Problem to work on: Starting at the line that contains "task | identify every instance of the cat's striped" and continuing through the end of the records, give each line as a string in a JSON list, skipping blank lines.

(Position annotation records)
################
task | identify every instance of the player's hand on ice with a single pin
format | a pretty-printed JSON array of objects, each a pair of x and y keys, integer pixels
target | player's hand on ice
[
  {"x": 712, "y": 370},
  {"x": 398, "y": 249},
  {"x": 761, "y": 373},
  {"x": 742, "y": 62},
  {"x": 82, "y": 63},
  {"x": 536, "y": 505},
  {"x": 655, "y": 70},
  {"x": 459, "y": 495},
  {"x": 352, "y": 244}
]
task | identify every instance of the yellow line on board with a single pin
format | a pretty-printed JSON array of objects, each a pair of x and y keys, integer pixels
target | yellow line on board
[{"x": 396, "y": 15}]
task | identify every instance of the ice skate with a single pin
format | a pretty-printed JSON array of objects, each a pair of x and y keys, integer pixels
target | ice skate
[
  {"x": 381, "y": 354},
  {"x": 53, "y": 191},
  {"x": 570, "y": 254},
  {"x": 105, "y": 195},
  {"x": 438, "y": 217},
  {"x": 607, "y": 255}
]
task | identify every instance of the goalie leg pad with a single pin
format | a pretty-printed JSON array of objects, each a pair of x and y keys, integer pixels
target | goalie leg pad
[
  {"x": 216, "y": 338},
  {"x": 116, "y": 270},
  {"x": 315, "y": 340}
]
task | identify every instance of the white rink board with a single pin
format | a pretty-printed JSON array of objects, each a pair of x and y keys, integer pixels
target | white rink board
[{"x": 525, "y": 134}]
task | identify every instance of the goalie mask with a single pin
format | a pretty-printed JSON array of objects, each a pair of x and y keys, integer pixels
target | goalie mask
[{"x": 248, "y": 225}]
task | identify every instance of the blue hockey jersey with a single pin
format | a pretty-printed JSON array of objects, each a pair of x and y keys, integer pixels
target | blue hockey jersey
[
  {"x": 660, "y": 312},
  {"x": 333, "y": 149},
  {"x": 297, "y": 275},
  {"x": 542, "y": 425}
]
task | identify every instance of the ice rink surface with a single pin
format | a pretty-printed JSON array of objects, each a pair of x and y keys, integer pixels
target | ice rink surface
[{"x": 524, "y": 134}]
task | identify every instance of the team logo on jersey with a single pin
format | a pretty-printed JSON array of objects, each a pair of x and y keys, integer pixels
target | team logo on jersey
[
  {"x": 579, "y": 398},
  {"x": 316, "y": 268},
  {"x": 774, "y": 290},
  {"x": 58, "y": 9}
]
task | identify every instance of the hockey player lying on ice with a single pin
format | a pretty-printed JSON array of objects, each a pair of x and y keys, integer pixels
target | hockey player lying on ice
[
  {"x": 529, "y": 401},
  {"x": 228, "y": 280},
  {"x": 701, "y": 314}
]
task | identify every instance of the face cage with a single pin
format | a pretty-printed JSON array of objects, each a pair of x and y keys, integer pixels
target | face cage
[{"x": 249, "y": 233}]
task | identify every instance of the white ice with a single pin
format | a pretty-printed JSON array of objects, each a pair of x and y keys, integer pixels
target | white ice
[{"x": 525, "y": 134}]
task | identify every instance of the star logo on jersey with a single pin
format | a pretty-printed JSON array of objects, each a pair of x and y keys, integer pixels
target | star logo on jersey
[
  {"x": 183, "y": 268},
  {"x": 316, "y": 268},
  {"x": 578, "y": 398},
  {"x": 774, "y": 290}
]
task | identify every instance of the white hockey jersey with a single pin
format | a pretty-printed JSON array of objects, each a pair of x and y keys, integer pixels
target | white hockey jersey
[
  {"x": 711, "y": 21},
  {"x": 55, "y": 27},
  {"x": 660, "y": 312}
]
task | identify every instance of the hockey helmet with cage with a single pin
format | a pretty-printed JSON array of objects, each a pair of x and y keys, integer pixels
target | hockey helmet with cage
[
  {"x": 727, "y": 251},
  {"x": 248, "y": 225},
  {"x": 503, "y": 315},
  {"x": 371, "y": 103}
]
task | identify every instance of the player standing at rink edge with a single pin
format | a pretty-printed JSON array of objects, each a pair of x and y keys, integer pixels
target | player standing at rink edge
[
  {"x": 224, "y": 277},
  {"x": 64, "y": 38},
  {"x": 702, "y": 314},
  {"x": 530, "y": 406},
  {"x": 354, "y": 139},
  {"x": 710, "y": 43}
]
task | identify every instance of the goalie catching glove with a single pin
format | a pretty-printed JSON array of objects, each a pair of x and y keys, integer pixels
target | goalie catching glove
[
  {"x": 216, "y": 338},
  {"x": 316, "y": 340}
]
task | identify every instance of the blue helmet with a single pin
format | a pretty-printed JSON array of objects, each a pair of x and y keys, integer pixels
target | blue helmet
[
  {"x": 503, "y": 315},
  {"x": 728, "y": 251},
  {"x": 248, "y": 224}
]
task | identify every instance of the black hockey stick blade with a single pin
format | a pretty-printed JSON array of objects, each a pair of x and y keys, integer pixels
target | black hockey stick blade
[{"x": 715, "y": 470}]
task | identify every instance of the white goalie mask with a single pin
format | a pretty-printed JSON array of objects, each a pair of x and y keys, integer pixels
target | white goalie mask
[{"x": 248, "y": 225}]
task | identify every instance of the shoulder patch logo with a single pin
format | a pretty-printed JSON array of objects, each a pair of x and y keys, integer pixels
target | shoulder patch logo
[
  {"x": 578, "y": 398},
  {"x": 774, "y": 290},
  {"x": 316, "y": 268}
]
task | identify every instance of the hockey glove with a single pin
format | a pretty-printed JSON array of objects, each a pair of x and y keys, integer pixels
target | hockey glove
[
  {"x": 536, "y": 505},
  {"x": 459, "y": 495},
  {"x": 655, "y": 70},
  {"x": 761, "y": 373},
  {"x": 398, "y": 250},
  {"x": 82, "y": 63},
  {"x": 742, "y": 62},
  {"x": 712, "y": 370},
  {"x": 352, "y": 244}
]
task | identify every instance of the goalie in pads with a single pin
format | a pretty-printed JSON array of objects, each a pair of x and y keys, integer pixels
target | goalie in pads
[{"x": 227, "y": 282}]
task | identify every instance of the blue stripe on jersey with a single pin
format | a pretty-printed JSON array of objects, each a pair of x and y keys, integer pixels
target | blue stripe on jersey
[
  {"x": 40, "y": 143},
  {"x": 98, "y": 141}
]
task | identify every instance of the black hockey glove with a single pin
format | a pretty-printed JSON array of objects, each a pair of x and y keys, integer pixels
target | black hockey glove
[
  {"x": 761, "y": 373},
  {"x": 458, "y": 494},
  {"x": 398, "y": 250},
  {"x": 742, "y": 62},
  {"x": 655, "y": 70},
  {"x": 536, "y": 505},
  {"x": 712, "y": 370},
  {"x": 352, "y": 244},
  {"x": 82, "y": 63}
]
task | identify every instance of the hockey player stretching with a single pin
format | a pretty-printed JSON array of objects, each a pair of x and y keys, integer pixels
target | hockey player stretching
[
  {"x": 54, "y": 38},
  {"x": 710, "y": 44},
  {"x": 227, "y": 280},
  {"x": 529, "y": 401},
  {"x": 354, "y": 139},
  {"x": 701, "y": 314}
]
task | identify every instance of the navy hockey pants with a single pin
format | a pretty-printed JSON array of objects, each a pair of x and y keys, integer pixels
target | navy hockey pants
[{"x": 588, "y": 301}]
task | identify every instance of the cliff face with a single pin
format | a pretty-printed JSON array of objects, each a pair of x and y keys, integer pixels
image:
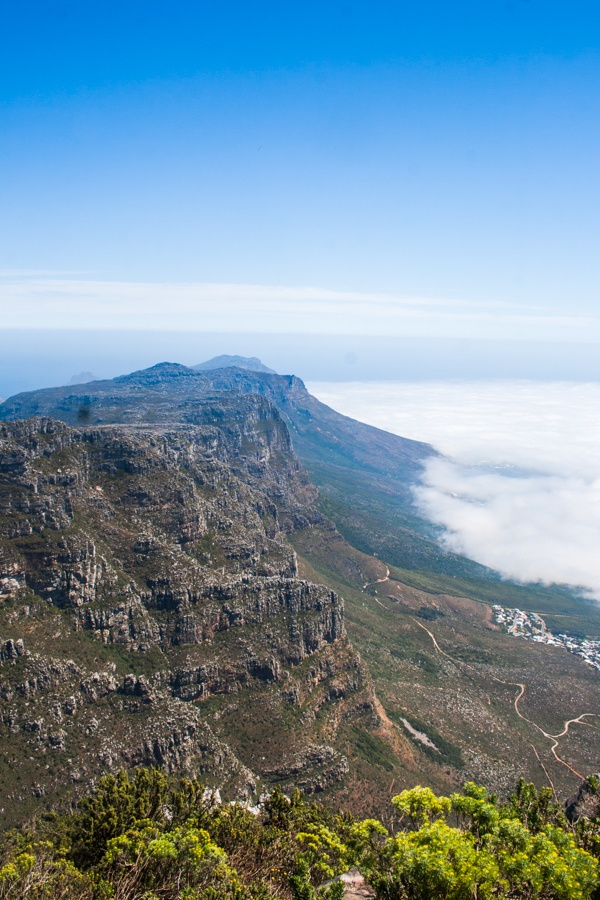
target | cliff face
[{"x": 150, "y": 609}]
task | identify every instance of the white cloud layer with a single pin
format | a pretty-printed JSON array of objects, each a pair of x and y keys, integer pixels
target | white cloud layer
[
  {"x": 71, "y": 301},
  {"x": 519, "y": 486}
]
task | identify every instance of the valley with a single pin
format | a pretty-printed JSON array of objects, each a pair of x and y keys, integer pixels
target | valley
[{"x": 212, "y": 572}]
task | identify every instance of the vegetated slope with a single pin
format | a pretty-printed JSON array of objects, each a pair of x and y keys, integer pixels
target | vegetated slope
[
  {"x": 474, "y": 702},
  {"x": 151, "y": 613},
  {"x": 462, "y": 704},
  {"x": 144, "y": 835},
  {"x": 364, "y": 474}
]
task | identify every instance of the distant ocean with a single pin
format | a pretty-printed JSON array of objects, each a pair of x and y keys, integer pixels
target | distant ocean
[{"x": 519, "y": 486}]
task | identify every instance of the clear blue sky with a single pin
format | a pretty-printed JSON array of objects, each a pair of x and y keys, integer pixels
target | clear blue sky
[{"x": 441, "y": 154}]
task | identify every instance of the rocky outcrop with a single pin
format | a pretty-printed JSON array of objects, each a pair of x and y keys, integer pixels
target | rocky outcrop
[
  {"x": 586, "y": 802},
  {"x": 149, "y": 597}
]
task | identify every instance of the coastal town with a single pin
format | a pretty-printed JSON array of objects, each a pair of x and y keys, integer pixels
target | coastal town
[{"x": 532, "y": 627}]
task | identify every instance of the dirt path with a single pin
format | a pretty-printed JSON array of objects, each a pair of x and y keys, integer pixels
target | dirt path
[{"x": 522, "y": 688}]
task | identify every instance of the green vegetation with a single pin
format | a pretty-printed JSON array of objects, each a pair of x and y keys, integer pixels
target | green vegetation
[{"x": 144, "y": 837}]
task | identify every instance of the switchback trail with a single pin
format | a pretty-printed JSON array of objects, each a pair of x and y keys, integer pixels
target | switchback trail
[{"x": 522, "y": 688}]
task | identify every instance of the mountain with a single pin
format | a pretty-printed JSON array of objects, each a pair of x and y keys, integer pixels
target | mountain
[
  {"x": 214, "y": 572},
  {"x": 239, "y": 362},
  {"x": 151, "y": 611}
]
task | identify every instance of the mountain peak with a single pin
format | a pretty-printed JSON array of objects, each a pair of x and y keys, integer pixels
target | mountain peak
[{"x": 239, "y": 362}]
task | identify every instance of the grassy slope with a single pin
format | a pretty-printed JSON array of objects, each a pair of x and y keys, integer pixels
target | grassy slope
[{"x": 459, "y": 703}]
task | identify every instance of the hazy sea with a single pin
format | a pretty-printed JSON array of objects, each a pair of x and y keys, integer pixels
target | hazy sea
[{"x": 518, "y": 488}]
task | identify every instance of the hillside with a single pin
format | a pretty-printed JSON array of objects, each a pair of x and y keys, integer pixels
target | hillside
[{"x": 168, "y": 543}]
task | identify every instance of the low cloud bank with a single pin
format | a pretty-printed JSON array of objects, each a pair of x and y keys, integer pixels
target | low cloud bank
[{"x": 519, "y": 487}]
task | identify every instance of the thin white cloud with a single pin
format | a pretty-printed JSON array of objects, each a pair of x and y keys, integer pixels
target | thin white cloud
[
  {"x": 519, "y": 489},
  {"x": 73, "y": 302}
]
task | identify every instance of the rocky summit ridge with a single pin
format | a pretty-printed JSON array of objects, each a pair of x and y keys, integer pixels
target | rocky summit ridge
[
  {"x": 152, "y": 613},
  {"x": 213, "y": 572}
]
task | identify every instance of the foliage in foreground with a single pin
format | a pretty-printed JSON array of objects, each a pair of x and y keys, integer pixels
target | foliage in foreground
[{"x": 146, "y": 837}]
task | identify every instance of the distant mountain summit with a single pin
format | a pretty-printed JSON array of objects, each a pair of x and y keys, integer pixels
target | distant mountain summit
[{"x": 239, "y": 362}]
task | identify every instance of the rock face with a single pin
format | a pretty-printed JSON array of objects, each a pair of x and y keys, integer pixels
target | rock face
[
  {"x": 151, "y": 613},
  {"x": 586, "y": 802}
]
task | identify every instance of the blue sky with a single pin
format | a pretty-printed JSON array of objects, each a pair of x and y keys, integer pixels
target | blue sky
[{"x": 414, "y": 169}]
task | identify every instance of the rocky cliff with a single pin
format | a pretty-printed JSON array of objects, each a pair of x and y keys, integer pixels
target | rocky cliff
[{"x": 151, "y": 612}]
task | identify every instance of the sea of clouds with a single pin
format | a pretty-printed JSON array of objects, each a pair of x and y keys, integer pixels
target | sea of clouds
[{"x": 518, "y": 487}]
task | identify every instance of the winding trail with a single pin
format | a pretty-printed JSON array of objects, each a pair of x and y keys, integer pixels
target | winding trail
[{"x": 522, "y": 688}]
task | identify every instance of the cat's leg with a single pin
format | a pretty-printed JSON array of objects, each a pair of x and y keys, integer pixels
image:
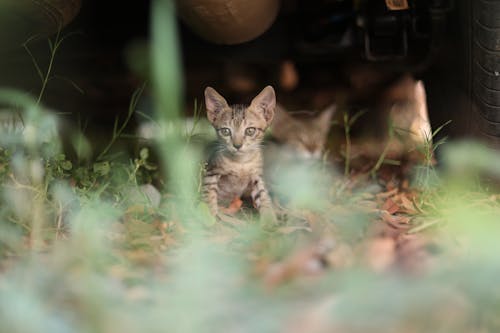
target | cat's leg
[
  {"x": 261, "y": 199},
  {"x": 210, "y": 191}
]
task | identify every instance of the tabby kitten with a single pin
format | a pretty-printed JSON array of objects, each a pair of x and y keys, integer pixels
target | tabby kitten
[
  {"x": 293, "y": 168},
  {"x": 234, "y": 168},
  {"x": 301, "y": 134}
]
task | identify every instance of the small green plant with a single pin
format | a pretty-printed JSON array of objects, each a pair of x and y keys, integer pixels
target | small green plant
[
  {"x": 47, "y": 75},
  {"x": 119, "y": 129}
]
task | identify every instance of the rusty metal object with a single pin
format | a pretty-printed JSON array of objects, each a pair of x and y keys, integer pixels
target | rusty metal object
[{"x": 228, "y": 21}]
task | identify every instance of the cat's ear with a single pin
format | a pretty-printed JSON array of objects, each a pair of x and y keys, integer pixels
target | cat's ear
[
  {"x": 214, "y": 103},
  {"x": 265, "y": 102},
  {"x": 324, "y": 119},
  {"x": 281, "y": 116}
]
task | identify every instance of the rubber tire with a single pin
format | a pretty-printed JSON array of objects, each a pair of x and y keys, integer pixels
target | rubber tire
[{"x": 485, "y": 66}]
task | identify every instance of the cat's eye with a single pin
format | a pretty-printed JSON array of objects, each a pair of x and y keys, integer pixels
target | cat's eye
[
  {"x": 250, "y": 131},
  {"x": 225, "y": 131}
]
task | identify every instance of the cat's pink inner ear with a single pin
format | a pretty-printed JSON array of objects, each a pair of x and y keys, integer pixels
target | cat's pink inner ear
[
  {"x": 265, "y": 101},
  {"x": 420, "y": 92},
  {"x": 214, "y": 103}
]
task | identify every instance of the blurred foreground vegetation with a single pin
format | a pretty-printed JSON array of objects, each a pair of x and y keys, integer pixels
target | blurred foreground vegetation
[{"x": 87, "y": 246}]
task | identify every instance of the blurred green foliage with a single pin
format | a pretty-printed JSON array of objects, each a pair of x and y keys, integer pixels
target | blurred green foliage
[{"x": 80, "y": 253}]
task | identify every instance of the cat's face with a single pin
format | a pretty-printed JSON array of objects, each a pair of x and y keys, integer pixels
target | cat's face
[
  {"x": 305, "y": 136},
  {"x": 240, "y": 129}
]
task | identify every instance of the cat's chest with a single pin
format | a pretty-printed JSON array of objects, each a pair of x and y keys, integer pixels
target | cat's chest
[{"x": 236, "y": 178}]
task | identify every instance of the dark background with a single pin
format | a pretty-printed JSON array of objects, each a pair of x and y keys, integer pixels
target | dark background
[{"x": 97, "y": 59}]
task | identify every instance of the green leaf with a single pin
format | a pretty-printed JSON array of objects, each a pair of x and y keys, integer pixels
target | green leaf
[
  {"x": 144, "y": 154},
  {"x": 67, "y": 165},
  {"x": 102, "y": 168}
]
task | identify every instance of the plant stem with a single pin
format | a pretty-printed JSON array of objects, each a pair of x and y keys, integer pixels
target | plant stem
[
  {"x": 46, "y": 77},
  {"x": 347, "y": 130}
]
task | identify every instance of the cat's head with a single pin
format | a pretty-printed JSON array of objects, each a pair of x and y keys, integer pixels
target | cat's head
[
  {"x": 305, "y": 133},
  {"x": 240, "y": 128}
]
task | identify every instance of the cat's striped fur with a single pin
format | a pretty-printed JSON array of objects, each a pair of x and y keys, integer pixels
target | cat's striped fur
[{"x": 234, "y": 169}]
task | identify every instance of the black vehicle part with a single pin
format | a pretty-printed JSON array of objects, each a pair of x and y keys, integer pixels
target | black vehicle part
[{"x": 485, "y": 65}]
################
The response:
[
  "task | identify every instance of the cat's striped fur with a single pin",
  "format | a pretty-printed JSON array of objects, each a pair of x and y keys, integer pixels",
  "target | cat's striped fur",
  "[{\"x\": 234, \"y\": 169}]",
  "task | identify every instance of the black vehicle part with a single pin",
  "format | a pretty-printed JSON array of objects, each a pair of x and y keys, integer pixels",
  "target | black vehicle part",
  "[{\"x\": 485, \"y\": 65}]"
]